Problem to solve
Render every line of the items below as a Markdown table with the columns "Row" and "Text". Leave out the pictures and any blank lines.

***** Record list

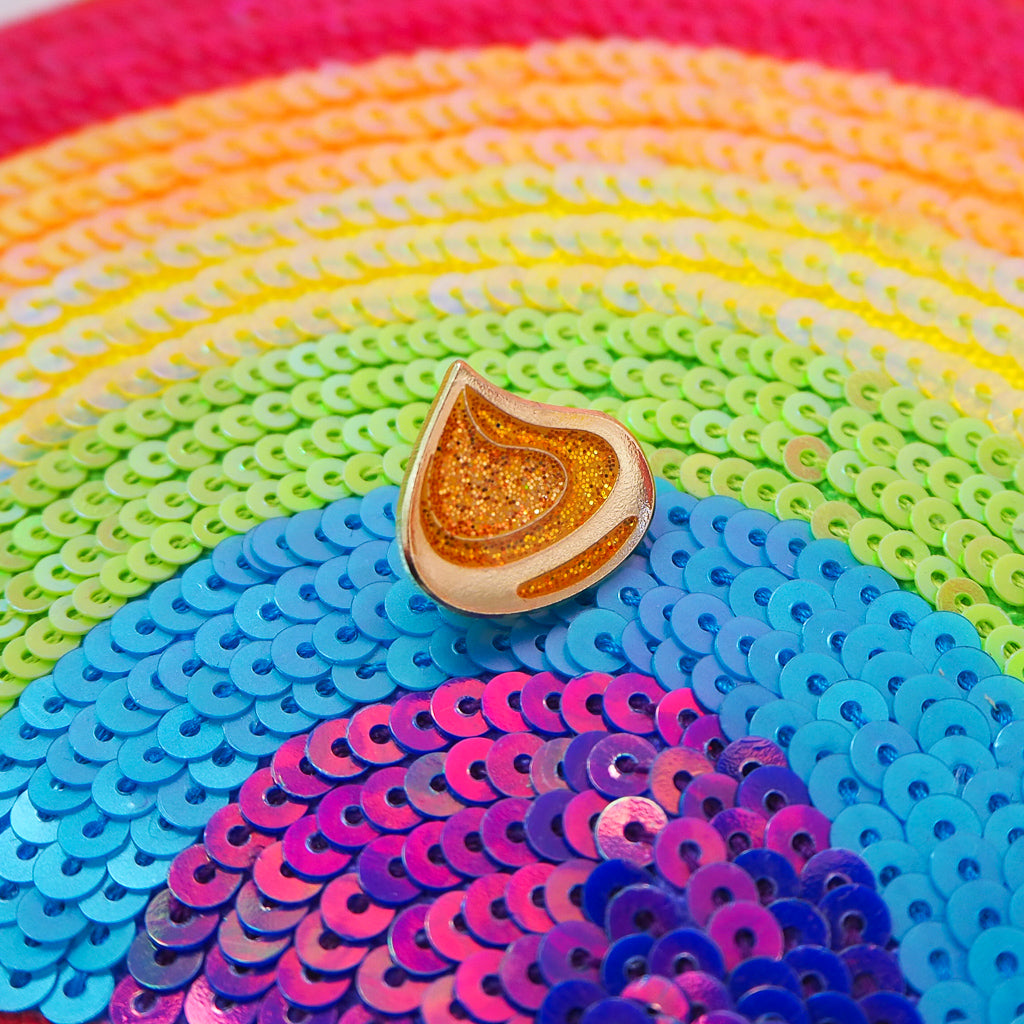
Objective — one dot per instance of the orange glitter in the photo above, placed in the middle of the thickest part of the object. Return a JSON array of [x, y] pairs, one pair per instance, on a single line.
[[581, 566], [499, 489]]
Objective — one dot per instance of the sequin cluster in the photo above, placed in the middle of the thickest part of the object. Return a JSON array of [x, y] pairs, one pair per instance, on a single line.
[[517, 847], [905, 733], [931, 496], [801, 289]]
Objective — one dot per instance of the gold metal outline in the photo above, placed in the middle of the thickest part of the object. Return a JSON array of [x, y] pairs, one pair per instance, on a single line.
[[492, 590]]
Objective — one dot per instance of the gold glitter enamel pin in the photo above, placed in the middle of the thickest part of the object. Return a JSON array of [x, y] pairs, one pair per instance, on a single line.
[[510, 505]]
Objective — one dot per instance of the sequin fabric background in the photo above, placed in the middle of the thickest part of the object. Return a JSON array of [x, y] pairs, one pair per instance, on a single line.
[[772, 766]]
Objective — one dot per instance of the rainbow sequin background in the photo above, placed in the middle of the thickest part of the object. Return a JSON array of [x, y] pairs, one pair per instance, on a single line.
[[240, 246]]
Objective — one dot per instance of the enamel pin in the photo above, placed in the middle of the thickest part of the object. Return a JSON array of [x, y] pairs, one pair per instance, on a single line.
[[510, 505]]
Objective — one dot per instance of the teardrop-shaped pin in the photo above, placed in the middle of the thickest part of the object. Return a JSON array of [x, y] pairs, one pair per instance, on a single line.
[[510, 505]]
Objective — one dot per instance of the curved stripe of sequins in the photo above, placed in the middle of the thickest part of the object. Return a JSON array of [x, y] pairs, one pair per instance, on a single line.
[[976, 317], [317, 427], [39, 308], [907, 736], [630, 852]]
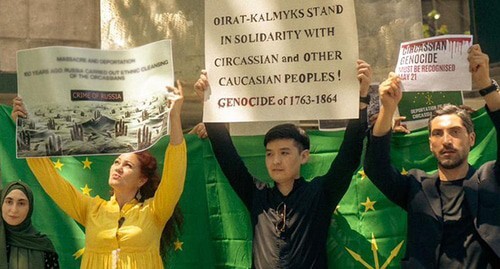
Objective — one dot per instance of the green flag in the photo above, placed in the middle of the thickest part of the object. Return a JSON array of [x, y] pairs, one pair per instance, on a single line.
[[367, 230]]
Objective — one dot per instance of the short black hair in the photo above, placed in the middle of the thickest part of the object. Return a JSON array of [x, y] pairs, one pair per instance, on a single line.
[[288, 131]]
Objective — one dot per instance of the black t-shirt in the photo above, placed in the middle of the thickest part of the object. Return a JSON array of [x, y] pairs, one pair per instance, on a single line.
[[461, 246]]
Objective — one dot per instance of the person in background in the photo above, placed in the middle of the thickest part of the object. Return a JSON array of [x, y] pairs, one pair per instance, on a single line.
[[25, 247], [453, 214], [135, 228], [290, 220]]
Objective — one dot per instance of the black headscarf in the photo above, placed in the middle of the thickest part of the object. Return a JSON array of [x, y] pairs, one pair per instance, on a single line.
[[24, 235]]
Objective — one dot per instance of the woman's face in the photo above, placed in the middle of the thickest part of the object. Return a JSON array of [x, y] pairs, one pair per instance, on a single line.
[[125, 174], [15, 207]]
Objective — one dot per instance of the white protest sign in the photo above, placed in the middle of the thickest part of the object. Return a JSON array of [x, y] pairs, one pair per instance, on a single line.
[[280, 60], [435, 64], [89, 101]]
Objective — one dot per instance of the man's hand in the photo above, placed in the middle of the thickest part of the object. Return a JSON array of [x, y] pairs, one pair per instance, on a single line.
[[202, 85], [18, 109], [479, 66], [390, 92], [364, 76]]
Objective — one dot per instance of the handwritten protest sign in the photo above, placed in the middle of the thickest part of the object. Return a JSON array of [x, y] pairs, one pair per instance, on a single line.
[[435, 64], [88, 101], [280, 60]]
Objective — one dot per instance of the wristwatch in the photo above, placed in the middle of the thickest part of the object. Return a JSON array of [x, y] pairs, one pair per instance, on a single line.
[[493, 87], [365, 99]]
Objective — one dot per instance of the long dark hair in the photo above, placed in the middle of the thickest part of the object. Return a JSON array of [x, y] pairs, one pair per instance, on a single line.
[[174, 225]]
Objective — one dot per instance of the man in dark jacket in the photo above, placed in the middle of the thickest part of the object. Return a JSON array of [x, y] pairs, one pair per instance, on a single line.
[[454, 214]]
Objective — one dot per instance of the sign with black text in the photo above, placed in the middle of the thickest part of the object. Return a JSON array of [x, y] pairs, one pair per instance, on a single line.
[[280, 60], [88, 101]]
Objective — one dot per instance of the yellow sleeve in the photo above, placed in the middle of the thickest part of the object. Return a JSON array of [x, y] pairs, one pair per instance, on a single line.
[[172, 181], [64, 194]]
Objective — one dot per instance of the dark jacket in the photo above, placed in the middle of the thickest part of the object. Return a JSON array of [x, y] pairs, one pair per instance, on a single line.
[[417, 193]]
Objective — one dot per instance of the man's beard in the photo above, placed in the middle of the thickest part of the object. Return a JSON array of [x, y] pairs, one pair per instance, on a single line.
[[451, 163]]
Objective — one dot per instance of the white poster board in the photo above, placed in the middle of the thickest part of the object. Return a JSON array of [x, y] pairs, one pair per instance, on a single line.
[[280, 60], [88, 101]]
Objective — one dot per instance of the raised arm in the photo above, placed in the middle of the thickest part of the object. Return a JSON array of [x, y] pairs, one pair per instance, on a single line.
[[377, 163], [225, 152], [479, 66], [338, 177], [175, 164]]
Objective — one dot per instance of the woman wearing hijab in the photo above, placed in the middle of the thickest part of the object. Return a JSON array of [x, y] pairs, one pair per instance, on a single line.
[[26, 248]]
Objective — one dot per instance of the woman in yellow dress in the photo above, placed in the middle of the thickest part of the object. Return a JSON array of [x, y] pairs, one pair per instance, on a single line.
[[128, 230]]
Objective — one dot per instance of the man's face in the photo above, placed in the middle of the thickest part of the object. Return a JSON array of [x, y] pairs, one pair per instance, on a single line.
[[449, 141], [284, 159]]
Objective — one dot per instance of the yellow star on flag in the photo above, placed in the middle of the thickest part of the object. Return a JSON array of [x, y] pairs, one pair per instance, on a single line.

**********

Solution for this problem
| Row | Text |
|---|---|
| 1 | Objective — one dot per instance of the orange glitter in the photo above, placed in the middle of the thickest part of the object. Return a JSON array of [x, y] pairs, one pair per instance, on a single line. |
| 2 | [[581, 566], [499, 489]] |
| 3 | Objective — one dot per instance of the sequin cluster in the photo above, placed in the middle of the thickest part of the object. Return a JSON array of [x, y] pairs, one pair per instance, on a single line. |
| 4 | [[517, 847], [905, 733], [931, 496], [801, 289]] |
| 5 | Objective — one dot per instance of the gold metal outline in the photo above, placed in the middle of the thickest part of the object. Return a JSON array of [x, y] pairs, one pair per instance, on a single line. |
| 6 | [[492, 590]] |
| 7 | Objective — one dot per instance of the gold glitter enamel pin in the photo above, placed in the middle of the thickest part of the object. Return a JSON array of [x, y] pairs, one pair per instance, on a single line. |
| 8 | [[510, 505]] |
| 9 | Objective — one dot per instance of the sequin fabric background in the photo above, placed in the middle of the thickest part of the object. Return a JSON array of [x, y] pairs, one pair per instance, on a single line. |
| 10 | [[772, 766]] |
| 11 | Objective — one dot per instance of the rainbow sequin background in the photo above, placed in the middle of the thickest part of the object. Return a JSON array of [x, y] pairs, one pair per instance, on a single line. |
| 12 | [[240, 246]] |
| 13 | Objective — one dot per instance of the enamel pin in the photo above, placed in the middle of the thickest part of the object. Return a JSON array of [x, y] pairs, one pair per instance, on a single line. |
| 14 | [[510, 505]] |
| 15 | Objective — one dot per instance of the teardrop-shaped pin in the photo above, placed in the middle of the thickest part of the object. Return a JSON array of [x, y] pairs, one pair per instance, on a single line. |
| 16 | [[510, 505]] |
| 17 | Objective — one dot per instance of the curved stripe of sequins in the photo above, placed in the middle of the thickest part of the object. Return a JSON array of [x, y] pairs, one pair per instance, on a single line. |
| 18 | [[976, 317], [317, 427], [39, 308], [907, 736], [630, 852]] |
| 19 | Objective — one dot per instance of the green flag in the photo above, placed in the middle of the thickest part of the object. Return a JSON array of [x, y] pairs, one pair per instance, on a single line. |
| 20 | [[367, 230]] |
| 21 | Objective — one dot per instance of the short black hair in the photo above, placed in the middle of the thickest part of the object. Return a JSON array of [x, y] pairs, one pair per instance, on a single line. |
| 22 | [[288, 131]] |
| 23 | Objective — one dot per instance of the black t-shirt in the photo above, placed in the middle of the thickest part of the object. Return a JSON array of [x, y] pairs, one pair per instance, on a single line. |
| 24 | [[461, 246]] |
| 25 | Objective — one dot per instance of the person in background in the photo above, placed in the middle of the thickest part of the object. Return a JSON array of [x, y] pairs, one pair per instance, on a single line. |
| 26 | [[25, 247], [453, 214], [135, 228], [290, 220]] |
| 27 | Objective — one dot per instance of the black headscarf in the photo above, placed in the middle of the thickest part of the object. Return a JSON array of [x, y] pairs, one pair per instance, on a single line. |
| 28 | [[24, 235]] |
| 29 | Objective — one dot per instance of the woman's face in the photo above, placed in the middle of the thickest part of the object. Return a JSON array of [x, y] pairs, one pair per instance, on a single line. |
| 30 | [[125, 174], [15, 207]] |
| 31 | Objective — one dot per instance of the white protest sign in the photo above, placed in the middle of the thickest part of the object. Return a JSON array of [x, y] pairs, one pair per instance, on a single line. |
| 32 | [[280, 60], [435, 64], [89, 101]] |
| 33 | Objective — one dot per instance of the man's hand in the photo above, placed in the middle of the thickest part of the object. Return a JSON array of [x, y] pairs, one pair per instance, on a single line. |
| 34 | [[202, 85], [18, 109], [479, 66], [390, 92], [364, 76]] |
| 35 | Objective — one dot per instance of the handwritten protest sign in the photo above, placed in the middle of the thickest part of the object. Return a JSON array of [x, y] pairs, one pair per instance, on a single line. |
| 36 | [[435, 64], [88, 101], [280, 60]] |
| 37 | Objective — one dot per instance of the wristwatch in the photo above, placed in the middle of the thickest part of the object. Return a JSON array of [x, y] pairs, one pair per instance, on a single line. |
| 38 | [[493, 87], [365, 99]] |
| 39 | Objective — one dot per instance of the long dark hair in the photo above, placed in the middle of the thickest part of the object. Return a JSON array of [x, y] pairs, one pair per instance, on a single line. |
| 40 | [[174, 225]] |
| 41 | Objective — one dot per instance of the man in dark jacket in the photo above, placed in the middle of the thickest part of the object. Return a JSON array of [x, y] pairs, one pair per instance, on a single line. |
| 42 | [[454, 214]] |
| 43 | Objective — one dot per instance of the sign with black text in the photo above, placed in the middle of the thickest part of the object. Return a JSON array of [x, y] pairs, one pair per instance, on a single line. |
| 44 | [[280, 60], [88, 101]] |
| 45 | Objective — one dot per instance of the yellow sleeve in the photo above, placed in the middle of the thickest part of the object. Return a JSON array of [x, y] pairs, one pair per instance, on a single line. |
| 46 | [[172, 181], [64, 194]] |
| 47 | Objective — one dot per instance of the dark jacket in the photo above, placed in the middle of the thickest part of the object. Return a JSON array of [x, y] pairs, one pair per instance, on a single line. |
| 48 | [[417, 193]] |
| 49 | Objective — one dot per instance of the man's beard in the photo above, placed in the middle of the thickest part of the object. Return a JSON array of [x, y] pairs, one pair per instance, on a single line. |
| 50 | [[451, 163]] |
| 51 | Objective — one dot per instance of the white poster board in the photo above, placed in the middle of the thickest part of the object. Return a JSON array of [x, y] pairs, one pair per instance, on a single line. |
| 52 | [[280, 60], [88, 101]] |
| 53 | Objective — one dot per instance of the raised arm in the photo above, placed in the middle of the thickest part of the object. Return a JSON array of [x, y] pairs, one pair per instance, on a single line. |
| 54 | [[377, 163], [225, 152], [479, 66], [338, 177], [175, 164]] |
| 55 | Objective — one dot per instance of the woman wearing hijab in the photo above, placed in the middle of the thickest part of the object. Return a JSON array of [x, y] pairs, one pair per instance, on a single line. |
| 56 | [[26, 248]] |
| 57 | Objective — one dot per instance of the woman in yellow dress in the photo above, placed in the middle of the thickest part of the object. Return a JSON array of [x, y] pairs, one pair per instance, on a single line. |
| 58 | [[128, 230]] |
| 59 | Objective — one dot per instance of the man's face in the photo above, placed in the middle of the thickest part of the object. Return a JSON array of [x, y] pairs, one pair per instance, on a single line. |
| 60 | [[449, 141], [284, 159]] |
| 61 | Objective — one dot per instance of the yellow star on flag in the photo above, placed in the middle of the thickest part of the object. Return a JSON array of [x, y] pairs, one pair per instance, on a single line. |